Point labeling dataset excerpts
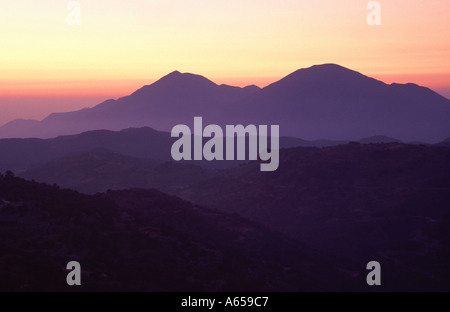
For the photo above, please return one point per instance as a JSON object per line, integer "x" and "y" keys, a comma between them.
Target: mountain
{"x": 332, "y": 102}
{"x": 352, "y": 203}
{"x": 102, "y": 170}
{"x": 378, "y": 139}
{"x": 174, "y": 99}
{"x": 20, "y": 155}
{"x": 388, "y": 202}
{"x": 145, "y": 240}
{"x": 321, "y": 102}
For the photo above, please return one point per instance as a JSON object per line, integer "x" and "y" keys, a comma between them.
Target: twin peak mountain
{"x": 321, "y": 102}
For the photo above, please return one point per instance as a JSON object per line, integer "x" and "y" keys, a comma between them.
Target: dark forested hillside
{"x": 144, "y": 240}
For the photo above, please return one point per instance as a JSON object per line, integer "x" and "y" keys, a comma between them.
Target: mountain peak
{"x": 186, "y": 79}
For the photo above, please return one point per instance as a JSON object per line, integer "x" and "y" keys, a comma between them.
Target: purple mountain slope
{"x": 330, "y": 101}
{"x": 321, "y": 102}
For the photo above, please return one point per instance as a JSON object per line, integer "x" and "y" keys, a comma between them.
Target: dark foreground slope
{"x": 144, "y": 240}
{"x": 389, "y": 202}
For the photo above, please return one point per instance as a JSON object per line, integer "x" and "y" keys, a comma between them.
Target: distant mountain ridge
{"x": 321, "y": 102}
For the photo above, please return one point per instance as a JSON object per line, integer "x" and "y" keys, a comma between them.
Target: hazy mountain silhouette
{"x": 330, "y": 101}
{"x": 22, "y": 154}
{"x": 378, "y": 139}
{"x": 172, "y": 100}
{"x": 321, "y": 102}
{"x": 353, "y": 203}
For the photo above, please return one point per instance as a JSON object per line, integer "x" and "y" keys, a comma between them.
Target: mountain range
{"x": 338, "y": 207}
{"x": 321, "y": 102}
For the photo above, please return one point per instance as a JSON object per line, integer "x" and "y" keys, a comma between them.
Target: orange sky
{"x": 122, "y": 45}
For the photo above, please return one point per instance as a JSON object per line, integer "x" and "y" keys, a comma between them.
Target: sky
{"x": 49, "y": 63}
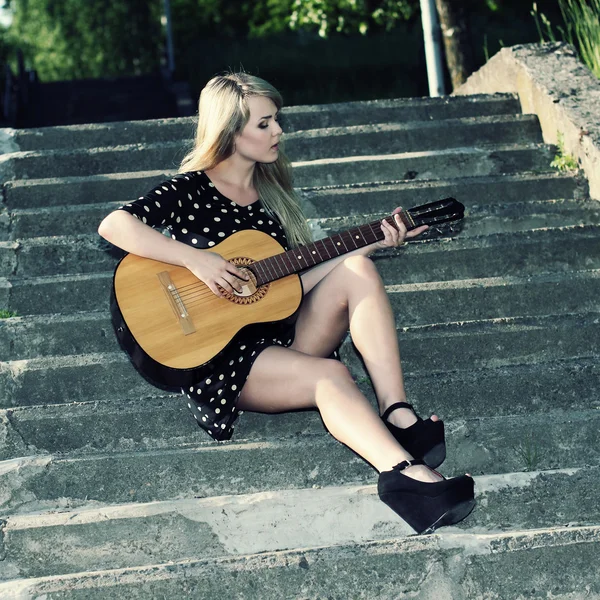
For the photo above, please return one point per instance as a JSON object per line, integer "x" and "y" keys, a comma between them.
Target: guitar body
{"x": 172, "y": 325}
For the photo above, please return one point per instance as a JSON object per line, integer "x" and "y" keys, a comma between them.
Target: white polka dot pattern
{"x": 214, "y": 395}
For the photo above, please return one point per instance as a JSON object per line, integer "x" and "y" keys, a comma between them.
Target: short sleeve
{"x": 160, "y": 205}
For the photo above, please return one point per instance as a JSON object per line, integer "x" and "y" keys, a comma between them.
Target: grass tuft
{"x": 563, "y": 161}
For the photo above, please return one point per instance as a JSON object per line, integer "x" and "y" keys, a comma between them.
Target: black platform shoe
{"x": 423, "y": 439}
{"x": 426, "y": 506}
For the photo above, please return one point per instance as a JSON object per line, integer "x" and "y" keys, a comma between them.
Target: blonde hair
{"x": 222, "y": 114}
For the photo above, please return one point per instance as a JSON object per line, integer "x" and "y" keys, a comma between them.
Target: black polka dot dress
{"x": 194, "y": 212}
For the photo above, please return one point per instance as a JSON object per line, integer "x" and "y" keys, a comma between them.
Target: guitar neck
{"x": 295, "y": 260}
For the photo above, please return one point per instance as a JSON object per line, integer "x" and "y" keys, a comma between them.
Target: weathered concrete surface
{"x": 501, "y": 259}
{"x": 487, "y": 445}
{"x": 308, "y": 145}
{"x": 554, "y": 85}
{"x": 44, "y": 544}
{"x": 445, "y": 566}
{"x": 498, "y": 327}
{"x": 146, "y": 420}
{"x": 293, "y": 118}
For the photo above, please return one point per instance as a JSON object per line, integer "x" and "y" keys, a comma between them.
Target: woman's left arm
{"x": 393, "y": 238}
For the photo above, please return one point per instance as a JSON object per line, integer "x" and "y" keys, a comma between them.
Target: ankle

-- Task statement --
Every line of text is to be repeated exactly; pictures are left out.

-- Response to the exercise --
For the photo above, please return one point per instance as a JSON object per line, integer "x" and "y" keys, a comma between them.
Target: mountain
{"x": 332, "y": 102}
{"x": 352, "y": 203}
{"x": 102, "y": 170}
{"x": 378, "y": 139}
{"x": 174, "y": 99}
{"x": 20, "y": 155}
{"x": 388, "y": 202}
{"x": 145, "y": 240}
{"x": 321, "y": 102}
For the photo above, please return one point per instance as a JSON object per line, integer "x" and "y" keys, a comma between them.
Target: twin peak mountain
{"x": 321, "y": 102}
For the photo above, please return one point per instance as a JSON object per line, integer "x" and "y" keys, a comma between them.
Target: dark forested hillside
{"x": 144, "y": 240}
For the photo above, please return one point per instance as a JSON object per line, integer "x" and "y" keys, a comma between them.
Target: mountain peak
{"x": 186, "y": 79}
For the photo above, please return one point per instance as a JSON object per line, integer "x" and "y" keys, a comma between them.
Target: purple mountain slope
{"x": 330, "y": 101}
{"x": 321, "y": 102}
For the photo above, please return one point per instance as a JSON object per line, integer "x" and "y" keys, a comma between them.
Target: dark foreground slope
{"x": 144, "y": 240}
{"x": 389, "y": 202}
For the photo above, please return one point per instance as a JSON object per line, integer "x" and "y" keys, a comma between them.
Target: distant mountain ridge
{"x": 321, "y": 102}
For the photo above, please return one point per instance as a JSON object per line, integer "x" and "y" keys, a comma between them.
Target: hazy mountain silhouette
{"x": 330, "y": 101}
{"x": 22, "y": 154}
{"x": 378, "y": 139}
{"x": 172, "y": 100}
{"x": 321, "y": 102}
{"x": 353, "y": 203}
For the photo above, please return one point per instance as a JSON object per line, integer "x" and "y" keys, a comma between them.
Target: mountain range
{"x": 338, "y": 207}
{"x": 321, "y": 102}
For the photo above, please return one point per instance as a JSON object per line, integer "x" and "y" keys, a comma between them.
Target: orange sky
{"x": 122, "y": 45}
For the photo above, please return one point per instance as a JSON object per line, integer "x" and "y" keys, a comma between them.
Target: sky
{"x": 49, "y": 63}
For the photo above, please return one point per instance as a JSON object per line, integer "x" and "y" keys, a comma between them.
Target: guitar body
{"x": 172, "y": 325}
For the photo above, please return one point per instance as a JSON object per line, integer "x" and "y" keys, a comma between them.
Target: white polka dot pattern
{"x": 214, "y": 395}
For the photo above, please return one point per instance as a JSON object per line, integer "x" and "y" keys, a comma between them.
Target: short sleeve
{"x": 160, "y": 205}
For the photo above, please return one point per instance as a JSON object per line, integer "x" and "y" keys, a comma between them.
Target: grass tuft
{"x": 563, "y": 161}
For the photo above, please return one point per instance as a JSON object per line, integer "x" and "y" keys, a comma between them.
Target: black platform shoe
{"x": 423, "y": 439}
{"x": 426, "y": 506}
For the photo above, please return one point per instance as a JSON object per line, integer "x" and "y" keys, a comma between them.
Target: blonde hair
{"x": 222, "y": 114}
For the photo above, please return one point per instance as a JSON object per line, integer "x" and "y" keys, a comma between them.
Target: black polka dot dress
{"x": 194, "y": 212}
For the photo above, please return one point per instance as a JSON object per line, integer "x" and "y" keys, a comma between them.
Target: guitar neck
{"x": 295, "y": 260}
For the photo above, please return one point per instance as a JSON object per line, integer "x" and "y" keys, a comma between them.
Target: weathered concrete surface
{"x": 501, "y": 259}
{"x": 487, "y": 445}
{"x": 308, "y": 145}
{"x": 554, "y": 85}
{"x": 44, "y": 544}
{"x": 445, "y": 566}
{"x": 498, "y": 327}
{"x": 146, "y": 420}
{"x": 293, "y": 118}
For the photo above, please return one point per instance as a JSON object per line, integer "x" and "y" keys, a comma between them.
Target: woman's left arm
{"x": 393, "y": 238}
For the photo above, please return one point per instance as a JSON object per line, integer "x" and "y" keys, a comma between them.
Target: ankle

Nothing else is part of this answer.